Exercise instructions
Scale the material from the line with "Pinpoint boy's fingers in the picture." up to and including the line with "361,0,450,246": repeat every line, requests included, but multiply each box coordinate in the answers by 1.15 and round it to a whole number, rounding halves up. Leave the requests and their sample coordinates unchanged, and give only those lines.

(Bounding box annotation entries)
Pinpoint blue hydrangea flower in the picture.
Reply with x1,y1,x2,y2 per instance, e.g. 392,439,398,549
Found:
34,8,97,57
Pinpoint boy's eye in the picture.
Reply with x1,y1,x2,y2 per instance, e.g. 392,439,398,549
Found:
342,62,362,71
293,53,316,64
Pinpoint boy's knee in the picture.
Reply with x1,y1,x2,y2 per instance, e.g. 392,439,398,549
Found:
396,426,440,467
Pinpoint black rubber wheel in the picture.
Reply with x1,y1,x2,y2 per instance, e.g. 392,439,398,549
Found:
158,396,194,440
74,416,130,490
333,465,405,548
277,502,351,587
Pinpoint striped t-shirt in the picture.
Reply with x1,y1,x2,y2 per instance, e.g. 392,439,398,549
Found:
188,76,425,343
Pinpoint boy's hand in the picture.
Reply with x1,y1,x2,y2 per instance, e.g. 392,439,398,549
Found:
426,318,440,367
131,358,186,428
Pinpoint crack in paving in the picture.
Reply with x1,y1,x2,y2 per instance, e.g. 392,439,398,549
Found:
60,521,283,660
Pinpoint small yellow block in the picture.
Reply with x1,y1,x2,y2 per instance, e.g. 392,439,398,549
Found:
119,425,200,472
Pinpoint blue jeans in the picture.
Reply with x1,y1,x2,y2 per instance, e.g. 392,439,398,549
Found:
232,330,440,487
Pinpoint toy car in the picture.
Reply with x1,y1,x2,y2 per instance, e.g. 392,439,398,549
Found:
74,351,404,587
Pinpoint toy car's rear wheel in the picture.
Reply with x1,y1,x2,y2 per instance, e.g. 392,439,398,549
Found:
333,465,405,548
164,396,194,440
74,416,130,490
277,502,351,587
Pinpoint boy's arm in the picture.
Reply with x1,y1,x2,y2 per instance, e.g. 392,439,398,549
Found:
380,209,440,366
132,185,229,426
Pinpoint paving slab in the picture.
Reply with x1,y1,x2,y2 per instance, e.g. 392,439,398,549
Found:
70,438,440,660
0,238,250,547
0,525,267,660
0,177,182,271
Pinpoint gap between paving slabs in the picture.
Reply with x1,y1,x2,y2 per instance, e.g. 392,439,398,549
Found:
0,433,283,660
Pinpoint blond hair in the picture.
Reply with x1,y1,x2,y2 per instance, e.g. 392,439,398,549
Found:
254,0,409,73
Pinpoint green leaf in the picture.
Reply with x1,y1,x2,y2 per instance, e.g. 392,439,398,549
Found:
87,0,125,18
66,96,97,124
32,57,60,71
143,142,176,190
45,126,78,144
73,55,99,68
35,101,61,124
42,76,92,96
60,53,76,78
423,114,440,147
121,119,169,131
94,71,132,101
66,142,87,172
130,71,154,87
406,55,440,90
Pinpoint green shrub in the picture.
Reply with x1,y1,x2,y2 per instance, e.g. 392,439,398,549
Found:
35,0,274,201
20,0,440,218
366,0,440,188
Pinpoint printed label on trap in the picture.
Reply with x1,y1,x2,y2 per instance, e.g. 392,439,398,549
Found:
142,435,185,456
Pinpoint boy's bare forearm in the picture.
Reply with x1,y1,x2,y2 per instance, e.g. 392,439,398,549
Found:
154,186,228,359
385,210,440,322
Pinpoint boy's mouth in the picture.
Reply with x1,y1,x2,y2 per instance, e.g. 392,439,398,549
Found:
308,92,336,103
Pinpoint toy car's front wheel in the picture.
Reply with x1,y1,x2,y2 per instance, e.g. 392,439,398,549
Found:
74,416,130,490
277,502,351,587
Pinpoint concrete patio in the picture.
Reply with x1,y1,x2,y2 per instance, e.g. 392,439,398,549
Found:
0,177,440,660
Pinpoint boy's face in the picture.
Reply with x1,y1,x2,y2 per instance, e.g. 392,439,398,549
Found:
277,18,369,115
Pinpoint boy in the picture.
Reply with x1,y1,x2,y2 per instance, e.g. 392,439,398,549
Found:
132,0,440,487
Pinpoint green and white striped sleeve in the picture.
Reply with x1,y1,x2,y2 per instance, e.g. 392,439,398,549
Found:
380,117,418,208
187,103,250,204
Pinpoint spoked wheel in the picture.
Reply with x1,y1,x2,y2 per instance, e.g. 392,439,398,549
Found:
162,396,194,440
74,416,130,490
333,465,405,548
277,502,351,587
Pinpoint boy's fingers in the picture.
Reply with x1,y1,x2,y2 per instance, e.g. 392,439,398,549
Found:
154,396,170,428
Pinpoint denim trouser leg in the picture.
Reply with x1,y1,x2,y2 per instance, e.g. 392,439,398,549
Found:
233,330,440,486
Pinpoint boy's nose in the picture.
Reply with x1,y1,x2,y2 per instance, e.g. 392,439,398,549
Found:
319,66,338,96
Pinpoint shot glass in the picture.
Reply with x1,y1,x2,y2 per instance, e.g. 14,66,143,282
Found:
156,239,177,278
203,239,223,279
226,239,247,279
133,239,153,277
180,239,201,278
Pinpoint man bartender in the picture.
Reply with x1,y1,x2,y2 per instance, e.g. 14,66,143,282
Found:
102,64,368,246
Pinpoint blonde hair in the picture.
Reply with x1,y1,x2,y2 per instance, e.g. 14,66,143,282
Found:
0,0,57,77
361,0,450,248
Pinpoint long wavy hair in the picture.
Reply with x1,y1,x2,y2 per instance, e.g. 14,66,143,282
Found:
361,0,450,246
==
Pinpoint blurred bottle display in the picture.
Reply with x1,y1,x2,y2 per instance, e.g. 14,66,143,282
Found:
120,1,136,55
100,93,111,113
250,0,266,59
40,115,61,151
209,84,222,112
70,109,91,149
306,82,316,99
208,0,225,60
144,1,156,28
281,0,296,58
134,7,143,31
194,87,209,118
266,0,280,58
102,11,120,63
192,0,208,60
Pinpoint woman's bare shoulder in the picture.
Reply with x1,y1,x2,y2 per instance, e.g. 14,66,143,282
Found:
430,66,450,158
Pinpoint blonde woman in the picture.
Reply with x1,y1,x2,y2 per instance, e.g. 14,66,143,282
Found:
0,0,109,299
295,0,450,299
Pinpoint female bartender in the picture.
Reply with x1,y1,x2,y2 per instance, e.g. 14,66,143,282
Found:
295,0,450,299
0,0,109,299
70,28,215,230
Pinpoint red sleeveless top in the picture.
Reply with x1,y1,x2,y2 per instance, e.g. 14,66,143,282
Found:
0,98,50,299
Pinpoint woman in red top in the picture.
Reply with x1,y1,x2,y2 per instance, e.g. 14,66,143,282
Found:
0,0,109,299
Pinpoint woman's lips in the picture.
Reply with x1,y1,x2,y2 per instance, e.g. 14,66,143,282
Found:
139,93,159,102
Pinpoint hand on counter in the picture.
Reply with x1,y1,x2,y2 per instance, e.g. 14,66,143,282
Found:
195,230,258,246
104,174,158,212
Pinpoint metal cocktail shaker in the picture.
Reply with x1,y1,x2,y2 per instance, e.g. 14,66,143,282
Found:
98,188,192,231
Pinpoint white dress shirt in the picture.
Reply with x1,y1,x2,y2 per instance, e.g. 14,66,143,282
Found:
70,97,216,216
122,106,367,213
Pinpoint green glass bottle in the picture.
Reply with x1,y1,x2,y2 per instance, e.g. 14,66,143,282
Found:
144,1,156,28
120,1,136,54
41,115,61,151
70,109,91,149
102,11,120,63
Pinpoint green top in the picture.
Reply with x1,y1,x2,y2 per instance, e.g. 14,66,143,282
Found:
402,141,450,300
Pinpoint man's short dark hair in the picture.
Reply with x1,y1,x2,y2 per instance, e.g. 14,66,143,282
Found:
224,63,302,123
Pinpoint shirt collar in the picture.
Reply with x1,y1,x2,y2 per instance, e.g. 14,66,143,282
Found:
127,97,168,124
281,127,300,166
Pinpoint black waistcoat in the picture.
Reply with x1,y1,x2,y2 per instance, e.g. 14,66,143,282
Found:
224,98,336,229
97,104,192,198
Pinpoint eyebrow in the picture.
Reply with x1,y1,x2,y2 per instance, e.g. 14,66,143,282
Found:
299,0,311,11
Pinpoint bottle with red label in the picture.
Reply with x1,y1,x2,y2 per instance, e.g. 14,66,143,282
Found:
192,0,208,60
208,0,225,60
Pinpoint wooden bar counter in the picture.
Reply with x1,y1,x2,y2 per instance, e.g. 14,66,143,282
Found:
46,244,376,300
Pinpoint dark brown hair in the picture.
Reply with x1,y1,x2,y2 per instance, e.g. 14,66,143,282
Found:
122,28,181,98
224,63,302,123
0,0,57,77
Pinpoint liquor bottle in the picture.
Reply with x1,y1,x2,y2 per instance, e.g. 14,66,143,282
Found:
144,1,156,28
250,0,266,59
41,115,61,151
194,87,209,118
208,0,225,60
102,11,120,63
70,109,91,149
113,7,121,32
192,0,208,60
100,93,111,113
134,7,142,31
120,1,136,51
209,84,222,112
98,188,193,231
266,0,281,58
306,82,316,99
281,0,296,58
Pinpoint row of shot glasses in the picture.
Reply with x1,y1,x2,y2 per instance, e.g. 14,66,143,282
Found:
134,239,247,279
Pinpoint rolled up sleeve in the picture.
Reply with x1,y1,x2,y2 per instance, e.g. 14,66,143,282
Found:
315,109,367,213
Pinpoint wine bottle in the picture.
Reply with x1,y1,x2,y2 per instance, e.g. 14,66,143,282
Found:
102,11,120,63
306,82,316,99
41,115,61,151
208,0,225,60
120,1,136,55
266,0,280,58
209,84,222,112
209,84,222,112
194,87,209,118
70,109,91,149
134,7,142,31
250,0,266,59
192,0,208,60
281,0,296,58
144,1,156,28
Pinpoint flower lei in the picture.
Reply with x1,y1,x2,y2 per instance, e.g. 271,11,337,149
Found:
...
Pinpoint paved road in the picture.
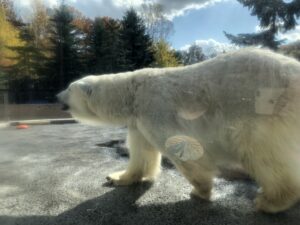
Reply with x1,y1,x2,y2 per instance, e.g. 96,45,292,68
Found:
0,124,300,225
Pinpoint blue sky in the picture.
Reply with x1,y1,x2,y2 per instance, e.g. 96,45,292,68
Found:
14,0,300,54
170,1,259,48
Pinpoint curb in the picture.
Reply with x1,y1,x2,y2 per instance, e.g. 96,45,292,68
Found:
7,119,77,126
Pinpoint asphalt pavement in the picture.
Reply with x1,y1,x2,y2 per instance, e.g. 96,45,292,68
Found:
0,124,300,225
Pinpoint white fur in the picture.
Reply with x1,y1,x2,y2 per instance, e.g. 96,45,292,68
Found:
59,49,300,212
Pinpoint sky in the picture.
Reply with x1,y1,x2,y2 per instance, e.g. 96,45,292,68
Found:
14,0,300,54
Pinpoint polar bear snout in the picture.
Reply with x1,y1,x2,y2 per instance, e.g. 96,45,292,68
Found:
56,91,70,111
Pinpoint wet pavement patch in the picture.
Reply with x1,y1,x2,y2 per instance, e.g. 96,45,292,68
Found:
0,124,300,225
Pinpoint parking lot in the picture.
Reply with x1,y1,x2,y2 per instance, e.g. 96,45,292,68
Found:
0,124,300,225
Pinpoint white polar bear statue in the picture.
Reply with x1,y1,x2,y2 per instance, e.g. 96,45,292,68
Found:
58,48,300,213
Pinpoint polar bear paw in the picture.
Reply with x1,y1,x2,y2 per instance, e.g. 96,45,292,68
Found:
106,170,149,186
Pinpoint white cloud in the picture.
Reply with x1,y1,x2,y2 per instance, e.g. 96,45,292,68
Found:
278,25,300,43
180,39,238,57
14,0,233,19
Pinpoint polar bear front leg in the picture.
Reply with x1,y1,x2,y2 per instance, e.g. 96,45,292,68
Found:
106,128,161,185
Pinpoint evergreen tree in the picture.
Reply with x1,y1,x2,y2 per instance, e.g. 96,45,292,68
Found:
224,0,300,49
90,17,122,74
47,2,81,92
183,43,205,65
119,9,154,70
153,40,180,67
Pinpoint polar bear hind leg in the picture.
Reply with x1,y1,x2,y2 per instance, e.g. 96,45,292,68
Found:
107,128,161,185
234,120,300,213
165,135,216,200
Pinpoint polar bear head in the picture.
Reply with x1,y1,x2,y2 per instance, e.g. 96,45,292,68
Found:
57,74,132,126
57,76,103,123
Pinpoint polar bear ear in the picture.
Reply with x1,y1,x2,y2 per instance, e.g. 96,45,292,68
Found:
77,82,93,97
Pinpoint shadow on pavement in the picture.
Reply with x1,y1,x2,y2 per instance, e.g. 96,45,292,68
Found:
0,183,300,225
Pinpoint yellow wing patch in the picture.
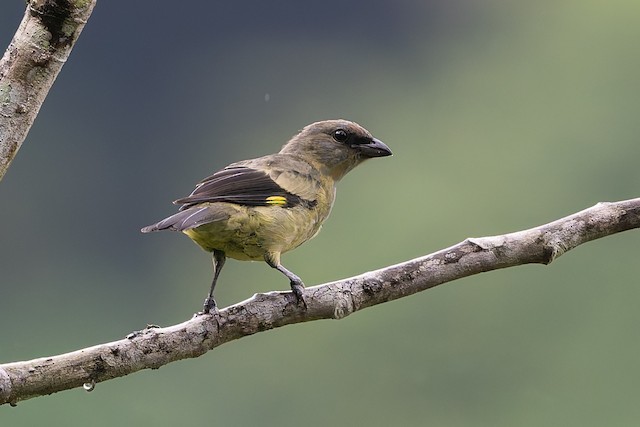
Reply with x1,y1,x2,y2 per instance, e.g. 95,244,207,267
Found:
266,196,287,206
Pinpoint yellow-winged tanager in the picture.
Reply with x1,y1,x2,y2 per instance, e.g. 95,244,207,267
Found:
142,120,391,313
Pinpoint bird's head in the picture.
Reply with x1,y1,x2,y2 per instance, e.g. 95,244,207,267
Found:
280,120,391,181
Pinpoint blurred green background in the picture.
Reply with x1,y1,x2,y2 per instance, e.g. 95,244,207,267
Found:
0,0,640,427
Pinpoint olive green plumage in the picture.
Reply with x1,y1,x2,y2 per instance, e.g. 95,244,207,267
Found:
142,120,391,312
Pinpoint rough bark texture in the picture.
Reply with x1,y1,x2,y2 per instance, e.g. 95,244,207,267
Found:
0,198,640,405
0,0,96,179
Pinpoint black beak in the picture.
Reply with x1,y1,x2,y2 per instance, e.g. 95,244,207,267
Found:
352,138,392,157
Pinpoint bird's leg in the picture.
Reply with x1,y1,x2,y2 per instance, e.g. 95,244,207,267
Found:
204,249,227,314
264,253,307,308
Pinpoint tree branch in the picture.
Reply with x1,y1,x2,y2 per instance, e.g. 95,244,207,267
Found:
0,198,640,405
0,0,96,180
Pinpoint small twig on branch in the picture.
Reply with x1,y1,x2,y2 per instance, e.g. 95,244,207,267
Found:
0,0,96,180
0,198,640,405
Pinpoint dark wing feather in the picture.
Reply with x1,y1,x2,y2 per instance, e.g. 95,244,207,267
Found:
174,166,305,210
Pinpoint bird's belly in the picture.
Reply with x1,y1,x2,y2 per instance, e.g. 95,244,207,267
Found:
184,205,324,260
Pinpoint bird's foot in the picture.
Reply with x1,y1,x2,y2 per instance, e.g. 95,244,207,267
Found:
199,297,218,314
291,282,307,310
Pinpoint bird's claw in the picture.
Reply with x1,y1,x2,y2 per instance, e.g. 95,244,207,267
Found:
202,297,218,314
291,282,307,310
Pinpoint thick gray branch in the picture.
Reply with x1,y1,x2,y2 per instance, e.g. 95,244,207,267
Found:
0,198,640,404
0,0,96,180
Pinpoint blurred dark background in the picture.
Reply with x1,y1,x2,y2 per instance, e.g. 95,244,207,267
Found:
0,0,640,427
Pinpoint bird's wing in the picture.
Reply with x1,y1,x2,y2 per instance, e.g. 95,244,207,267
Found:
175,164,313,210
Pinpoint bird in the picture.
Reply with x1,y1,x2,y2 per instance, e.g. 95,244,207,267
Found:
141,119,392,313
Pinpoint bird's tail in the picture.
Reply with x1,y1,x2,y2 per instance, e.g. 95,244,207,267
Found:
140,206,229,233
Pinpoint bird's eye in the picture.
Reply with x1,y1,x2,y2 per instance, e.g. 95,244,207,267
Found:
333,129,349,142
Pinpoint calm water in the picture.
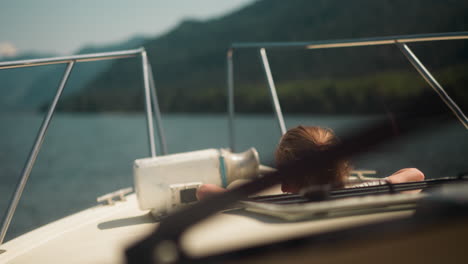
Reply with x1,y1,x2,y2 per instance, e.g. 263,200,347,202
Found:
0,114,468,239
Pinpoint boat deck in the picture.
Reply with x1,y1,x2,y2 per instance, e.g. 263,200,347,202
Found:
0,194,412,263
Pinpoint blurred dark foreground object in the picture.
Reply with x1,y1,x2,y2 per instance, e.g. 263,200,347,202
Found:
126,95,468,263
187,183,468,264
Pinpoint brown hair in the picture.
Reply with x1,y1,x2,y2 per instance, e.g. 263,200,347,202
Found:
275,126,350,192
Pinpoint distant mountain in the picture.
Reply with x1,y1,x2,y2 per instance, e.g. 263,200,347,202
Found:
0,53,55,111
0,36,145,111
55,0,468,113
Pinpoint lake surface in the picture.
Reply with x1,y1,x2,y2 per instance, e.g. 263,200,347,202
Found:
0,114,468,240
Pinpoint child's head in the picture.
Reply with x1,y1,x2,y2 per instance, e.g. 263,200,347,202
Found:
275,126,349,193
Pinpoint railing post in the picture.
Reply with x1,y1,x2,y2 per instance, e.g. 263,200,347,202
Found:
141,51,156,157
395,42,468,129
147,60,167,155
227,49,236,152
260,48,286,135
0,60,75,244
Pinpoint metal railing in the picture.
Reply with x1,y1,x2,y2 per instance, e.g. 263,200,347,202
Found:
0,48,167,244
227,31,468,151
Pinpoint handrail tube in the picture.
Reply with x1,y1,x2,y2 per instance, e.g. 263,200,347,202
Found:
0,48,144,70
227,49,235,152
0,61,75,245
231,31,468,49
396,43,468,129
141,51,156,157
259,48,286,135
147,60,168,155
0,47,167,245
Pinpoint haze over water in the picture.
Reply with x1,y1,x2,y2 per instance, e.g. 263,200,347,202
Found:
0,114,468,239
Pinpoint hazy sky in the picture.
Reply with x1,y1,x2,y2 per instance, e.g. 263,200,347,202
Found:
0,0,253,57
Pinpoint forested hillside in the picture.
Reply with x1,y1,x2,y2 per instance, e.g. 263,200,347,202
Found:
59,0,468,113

Result of the exercise
Pinpoint boy's fingers in the picture.
Reply with x1,y1,x2,y2 per instance, e.g. 392,439,398,549
Found:
177,455,196,492
Pinpoint denim trouser leg in the picture.
Reply with x1,y1,x2,y2 per instance, e.g. 392,439,398,549
Found:
268,380,506,559
Pinpoint boy's nose in the picture.
Reply with x1,y1,x2,y2 per instance, e.g. 392,439,398,549
Found:
367,76,389,110
Pinpoint shot glass in the picture.
Reply with x1,y1,x2,y2 per instance, e.g. 14,66,143,282
Found:
179,275,204,320
233,275,256,321
260,275,284,321
153,275,176,319
207,275,231,320
Pinpoint man bartender in the picture.
Reply with x1,y1,x2,y2 per instance, e.g. 14,66,143,282
Found:
117,74,423,283
Pinpoint blonde hair in the picture.
Reply with x1,y1,x2,y2 per instance, e.g. 14,66,143,282
Found:
0,0,66,89
415,0,518,285
Pinpoint long wavy hair in the picture.
Reply with x1,y1,x2,y2 per instance, e.g. 14,66,143,282
Found:
415,0,518,283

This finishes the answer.